# Requirement
The answer should consist of all the entries, repeated word for word.

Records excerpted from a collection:
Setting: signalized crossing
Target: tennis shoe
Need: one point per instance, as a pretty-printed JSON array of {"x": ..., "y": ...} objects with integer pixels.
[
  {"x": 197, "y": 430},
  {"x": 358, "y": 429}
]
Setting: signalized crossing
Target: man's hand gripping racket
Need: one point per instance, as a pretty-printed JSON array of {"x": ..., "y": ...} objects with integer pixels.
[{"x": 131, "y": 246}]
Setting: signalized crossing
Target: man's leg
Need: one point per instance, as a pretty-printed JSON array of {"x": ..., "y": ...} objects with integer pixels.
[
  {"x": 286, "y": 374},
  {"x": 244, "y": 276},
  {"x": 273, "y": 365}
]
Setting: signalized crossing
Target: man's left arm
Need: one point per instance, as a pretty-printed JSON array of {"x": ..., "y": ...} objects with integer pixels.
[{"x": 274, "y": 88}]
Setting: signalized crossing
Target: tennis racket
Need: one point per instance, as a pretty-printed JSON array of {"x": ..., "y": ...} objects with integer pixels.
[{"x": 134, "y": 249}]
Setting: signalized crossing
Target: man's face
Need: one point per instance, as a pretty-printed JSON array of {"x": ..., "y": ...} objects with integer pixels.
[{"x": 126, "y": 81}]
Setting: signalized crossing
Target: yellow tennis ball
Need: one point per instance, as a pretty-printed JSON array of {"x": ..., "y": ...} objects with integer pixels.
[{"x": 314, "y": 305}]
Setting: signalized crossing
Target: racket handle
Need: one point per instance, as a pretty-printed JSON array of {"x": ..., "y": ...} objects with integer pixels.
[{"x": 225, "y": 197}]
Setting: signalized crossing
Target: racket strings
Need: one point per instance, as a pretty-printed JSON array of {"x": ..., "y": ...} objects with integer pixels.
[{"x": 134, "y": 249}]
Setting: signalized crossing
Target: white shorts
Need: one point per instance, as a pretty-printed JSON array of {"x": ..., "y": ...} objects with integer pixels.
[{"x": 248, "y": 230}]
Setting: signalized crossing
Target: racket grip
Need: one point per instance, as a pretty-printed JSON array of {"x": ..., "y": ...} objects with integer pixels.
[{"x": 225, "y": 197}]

# Your solution
Setting: signalized crossing
Target: tennis shoe
Need: one point per instance, as a pretty-printed JSON array of {"x": ..., "y": ...} objects with integer pixels.
[
  {"x": 197, "y": 430},
  {"x": 358, "y": 429}
]
Setting: signalized crossing
Target: man's hand gripping racket
Need: one point per instance, as a pretty-printed JSON array of {"x": ..., "y": ...} objects with integer pixels.
[{"x": 131, "y": 246}]
Setting: signalized crossing
Target: man's leg
Need: one point per instance, as a pretty-printed JSON array of {"x": ..., "y": ...} objects with integer pixels.
[
  {"x": 286, "y": 374},
  {"x": 244, "y": 276},
  {"x": 273, "y": 365}
]
Setting: signalized crossing
Target: man's left arm
Need: one point per instance, as a pretty-printed JSON array of {"x": ..., "y": ...} objects with integer pixels.
[{"x": 274, "y": 88}]
Setting: signalized crossing
Target: tennis racket
Need: one point per instance, as a pretty-printed JSON array of {"x": ..., "y": ...} objects with integer pixels.
[{"x": 134, "y": 249}]
Setting: signalized crossing
Target: man's face
Need: one point per instance, as a pretty-printed JSON array of {"x": ..., "y": ...} objects with integer pixels.
[{"x": 126, "y": 81}]
Setting: signalized crossing
Target: yellow tennis ball
Need: one point per instance, as a pretty-printed JSON array of {"x": ..., "y": ...} objects with integer pixels.
[{"x": 314, "y": 305}]
Setting: signalized crossing
Target: racket handle
Need: one point per instance, as a pretty-printed JSON array of {"x": ..., "y": ...} objects with integer pixels.
[{"x": 225, "y": 197}]
Setting: signalized crossing
Target: racket strings
Need: one point per instance, as a pretty-printed JSON array of {"x": ..., "y": ...} objects with integer pixels.
[{"x": 134, "y": 249}]
Setting: signalized crossing
Target: white shorts
Need: one point per instance, as a pretty-printed JSON array of {"x": ..., "y": ...} objects with integer pixels.
[{"x": 248, "y": 230}]
Setting: signalized crossing
Target: racket grip
Need: one point per instance, as a pretty-printed JSON array of {"x": ..., "y": ...} objects with integer pixels.
[{"x": 225, "y": 197}]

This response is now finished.